Start of TASK MATERIAL
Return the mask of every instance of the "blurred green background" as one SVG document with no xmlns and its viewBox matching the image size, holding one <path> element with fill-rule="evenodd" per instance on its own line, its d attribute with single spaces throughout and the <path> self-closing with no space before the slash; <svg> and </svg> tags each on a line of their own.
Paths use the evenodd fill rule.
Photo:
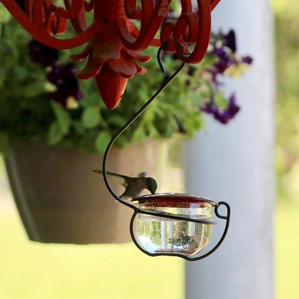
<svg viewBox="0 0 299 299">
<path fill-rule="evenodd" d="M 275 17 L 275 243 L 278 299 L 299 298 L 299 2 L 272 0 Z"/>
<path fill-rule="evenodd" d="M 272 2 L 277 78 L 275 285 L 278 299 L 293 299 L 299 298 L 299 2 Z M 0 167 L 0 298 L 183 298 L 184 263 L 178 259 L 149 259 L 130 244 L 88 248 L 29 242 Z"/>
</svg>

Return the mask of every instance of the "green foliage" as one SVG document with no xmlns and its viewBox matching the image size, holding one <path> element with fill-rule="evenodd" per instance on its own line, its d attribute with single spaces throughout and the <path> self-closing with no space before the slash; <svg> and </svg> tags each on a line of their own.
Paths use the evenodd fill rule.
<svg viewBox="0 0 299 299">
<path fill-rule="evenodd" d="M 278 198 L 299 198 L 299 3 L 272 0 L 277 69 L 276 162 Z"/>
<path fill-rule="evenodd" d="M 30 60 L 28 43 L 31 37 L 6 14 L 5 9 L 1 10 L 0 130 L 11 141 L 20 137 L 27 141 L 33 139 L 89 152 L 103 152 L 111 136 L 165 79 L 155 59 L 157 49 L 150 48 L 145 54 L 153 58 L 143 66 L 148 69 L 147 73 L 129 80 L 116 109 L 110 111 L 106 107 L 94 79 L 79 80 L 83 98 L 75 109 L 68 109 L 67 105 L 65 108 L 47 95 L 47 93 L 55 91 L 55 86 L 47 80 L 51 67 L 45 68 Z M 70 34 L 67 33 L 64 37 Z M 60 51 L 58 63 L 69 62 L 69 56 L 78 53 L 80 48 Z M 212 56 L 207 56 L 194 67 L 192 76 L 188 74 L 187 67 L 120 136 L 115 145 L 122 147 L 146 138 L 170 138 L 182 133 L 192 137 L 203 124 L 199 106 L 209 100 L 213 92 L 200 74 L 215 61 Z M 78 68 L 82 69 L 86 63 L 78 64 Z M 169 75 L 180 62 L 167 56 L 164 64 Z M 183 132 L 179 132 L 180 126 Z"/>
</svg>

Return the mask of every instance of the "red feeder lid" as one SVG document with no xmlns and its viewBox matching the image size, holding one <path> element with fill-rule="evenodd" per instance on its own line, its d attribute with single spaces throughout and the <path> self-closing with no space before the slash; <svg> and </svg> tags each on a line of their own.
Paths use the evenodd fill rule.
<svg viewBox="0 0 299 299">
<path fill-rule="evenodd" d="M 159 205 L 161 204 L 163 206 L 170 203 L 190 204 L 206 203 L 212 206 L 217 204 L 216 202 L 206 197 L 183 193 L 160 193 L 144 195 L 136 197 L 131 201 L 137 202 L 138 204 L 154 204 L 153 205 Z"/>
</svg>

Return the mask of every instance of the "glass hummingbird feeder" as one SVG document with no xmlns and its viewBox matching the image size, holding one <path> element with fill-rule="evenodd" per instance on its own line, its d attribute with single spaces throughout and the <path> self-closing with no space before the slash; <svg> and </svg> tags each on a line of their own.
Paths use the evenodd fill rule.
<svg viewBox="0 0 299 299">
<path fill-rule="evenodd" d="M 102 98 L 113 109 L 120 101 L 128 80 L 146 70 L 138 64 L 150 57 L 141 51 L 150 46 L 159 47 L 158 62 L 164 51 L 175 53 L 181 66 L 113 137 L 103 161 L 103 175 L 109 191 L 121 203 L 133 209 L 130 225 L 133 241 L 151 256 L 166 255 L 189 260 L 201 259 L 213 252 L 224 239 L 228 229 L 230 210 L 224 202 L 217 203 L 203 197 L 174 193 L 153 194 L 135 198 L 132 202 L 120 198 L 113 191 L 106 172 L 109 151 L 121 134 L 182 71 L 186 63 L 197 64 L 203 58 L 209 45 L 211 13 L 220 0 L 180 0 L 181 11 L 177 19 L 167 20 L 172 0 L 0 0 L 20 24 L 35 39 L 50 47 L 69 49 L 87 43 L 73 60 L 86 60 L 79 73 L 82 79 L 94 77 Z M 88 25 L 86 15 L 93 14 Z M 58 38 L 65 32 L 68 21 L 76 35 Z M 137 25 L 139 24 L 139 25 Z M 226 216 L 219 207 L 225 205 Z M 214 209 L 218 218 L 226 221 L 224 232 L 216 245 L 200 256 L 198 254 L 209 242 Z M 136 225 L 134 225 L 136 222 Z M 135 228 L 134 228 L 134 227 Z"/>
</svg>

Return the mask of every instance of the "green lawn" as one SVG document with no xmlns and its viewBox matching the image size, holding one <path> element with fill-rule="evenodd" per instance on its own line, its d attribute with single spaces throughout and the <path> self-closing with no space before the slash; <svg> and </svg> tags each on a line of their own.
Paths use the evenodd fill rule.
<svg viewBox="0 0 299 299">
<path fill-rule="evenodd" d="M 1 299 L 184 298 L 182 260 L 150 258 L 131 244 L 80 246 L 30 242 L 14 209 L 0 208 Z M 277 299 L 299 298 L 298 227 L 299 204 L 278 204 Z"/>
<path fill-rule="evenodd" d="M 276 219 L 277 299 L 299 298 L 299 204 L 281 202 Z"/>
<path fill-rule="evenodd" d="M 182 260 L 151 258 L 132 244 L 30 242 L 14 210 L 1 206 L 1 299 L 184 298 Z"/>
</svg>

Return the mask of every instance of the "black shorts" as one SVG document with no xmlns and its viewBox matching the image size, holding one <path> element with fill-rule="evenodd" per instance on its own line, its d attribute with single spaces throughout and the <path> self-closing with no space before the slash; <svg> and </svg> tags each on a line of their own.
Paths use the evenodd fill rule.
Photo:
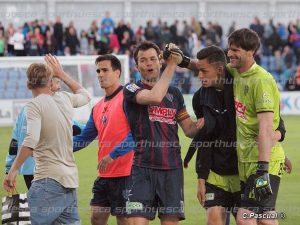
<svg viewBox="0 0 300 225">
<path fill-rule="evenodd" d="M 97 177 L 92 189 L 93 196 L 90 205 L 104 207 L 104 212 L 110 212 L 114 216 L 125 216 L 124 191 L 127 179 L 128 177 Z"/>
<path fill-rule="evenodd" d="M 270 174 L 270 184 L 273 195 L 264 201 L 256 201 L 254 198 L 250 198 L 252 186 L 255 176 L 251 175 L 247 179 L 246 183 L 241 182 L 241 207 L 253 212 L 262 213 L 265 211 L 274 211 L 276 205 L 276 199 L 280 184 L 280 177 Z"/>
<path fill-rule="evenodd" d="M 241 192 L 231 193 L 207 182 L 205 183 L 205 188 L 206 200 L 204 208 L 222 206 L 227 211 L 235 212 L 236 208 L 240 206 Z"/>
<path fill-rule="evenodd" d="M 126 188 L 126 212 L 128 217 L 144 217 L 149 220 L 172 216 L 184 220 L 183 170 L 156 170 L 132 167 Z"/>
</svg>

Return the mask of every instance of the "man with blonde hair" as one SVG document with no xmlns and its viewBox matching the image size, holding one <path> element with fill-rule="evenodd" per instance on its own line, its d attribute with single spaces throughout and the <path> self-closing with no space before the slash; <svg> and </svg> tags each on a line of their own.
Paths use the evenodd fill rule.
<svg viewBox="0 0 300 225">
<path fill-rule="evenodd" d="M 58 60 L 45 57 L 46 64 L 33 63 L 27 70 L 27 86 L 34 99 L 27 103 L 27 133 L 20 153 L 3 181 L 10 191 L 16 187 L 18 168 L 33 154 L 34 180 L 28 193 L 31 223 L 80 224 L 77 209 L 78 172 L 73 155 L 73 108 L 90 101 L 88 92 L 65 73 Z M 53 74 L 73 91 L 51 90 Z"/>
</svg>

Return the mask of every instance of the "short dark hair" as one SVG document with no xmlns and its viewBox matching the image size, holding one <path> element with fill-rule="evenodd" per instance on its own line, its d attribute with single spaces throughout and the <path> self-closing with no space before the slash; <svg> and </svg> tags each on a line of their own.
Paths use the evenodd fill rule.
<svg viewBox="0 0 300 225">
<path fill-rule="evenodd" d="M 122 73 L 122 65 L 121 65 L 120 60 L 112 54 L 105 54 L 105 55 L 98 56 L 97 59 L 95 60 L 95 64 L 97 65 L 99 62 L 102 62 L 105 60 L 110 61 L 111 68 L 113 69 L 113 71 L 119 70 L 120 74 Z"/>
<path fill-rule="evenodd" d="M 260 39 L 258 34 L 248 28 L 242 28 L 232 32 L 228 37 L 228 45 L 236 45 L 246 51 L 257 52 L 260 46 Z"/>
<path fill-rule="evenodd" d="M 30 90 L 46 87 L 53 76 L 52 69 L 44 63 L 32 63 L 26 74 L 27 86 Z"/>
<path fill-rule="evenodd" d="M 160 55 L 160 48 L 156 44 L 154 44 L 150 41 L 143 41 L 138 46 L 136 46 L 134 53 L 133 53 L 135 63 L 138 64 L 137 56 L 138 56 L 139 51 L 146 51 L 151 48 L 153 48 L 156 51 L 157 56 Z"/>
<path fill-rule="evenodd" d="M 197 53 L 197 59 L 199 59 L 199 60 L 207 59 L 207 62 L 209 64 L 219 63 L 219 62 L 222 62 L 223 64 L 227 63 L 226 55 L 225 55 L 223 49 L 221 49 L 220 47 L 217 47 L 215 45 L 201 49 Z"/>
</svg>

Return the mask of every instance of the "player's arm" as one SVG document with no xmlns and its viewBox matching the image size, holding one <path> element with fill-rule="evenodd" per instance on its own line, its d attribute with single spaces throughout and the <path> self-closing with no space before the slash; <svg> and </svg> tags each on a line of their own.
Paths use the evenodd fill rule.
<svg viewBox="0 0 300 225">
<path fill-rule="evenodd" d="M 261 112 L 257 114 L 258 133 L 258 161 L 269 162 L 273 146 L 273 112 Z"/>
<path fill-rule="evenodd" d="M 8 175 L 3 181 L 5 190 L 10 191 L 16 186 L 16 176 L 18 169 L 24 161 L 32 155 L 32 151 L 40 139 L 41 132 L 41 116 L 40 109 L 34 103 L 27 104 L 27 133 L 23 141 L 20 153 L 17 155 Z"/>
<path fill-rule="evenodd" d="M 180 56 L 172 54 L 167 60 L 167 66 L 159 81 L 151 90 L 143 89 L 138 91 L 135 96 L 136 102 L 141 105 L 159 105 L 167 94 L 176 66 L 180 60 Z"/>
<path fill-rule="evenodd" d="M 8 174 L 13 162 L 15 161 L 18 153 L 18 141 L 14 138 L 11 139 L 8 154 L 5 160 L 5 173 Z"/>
End of TASK MATERIAL
STATED EXERCISE = Pick out every line above that contains the word "hair" and copy each one in full.

TASK SOLUTION =
Return the mask of every instance of the "man with blonde hair" as one SVG document with no xmlns and its viewBox matching the image size, holding one <path> element with fill-rule="evenodd" per instance on its own line, its d attribute with single spaces throughout and the <path> self-closing with no space before the slash; <svg> and </svg> tags each on a line of their own.
Return the mask of every instance of the "short dark hair" as one SVG document with no xmlns and its viewBox matching the image size, holding one <path> element with fill-rule="evenodd" per instance on its own line, its d attribute with single spaces throughout and the <path> self-closing with no space before the slash; <svg> and </svg> tags each on a line of their own.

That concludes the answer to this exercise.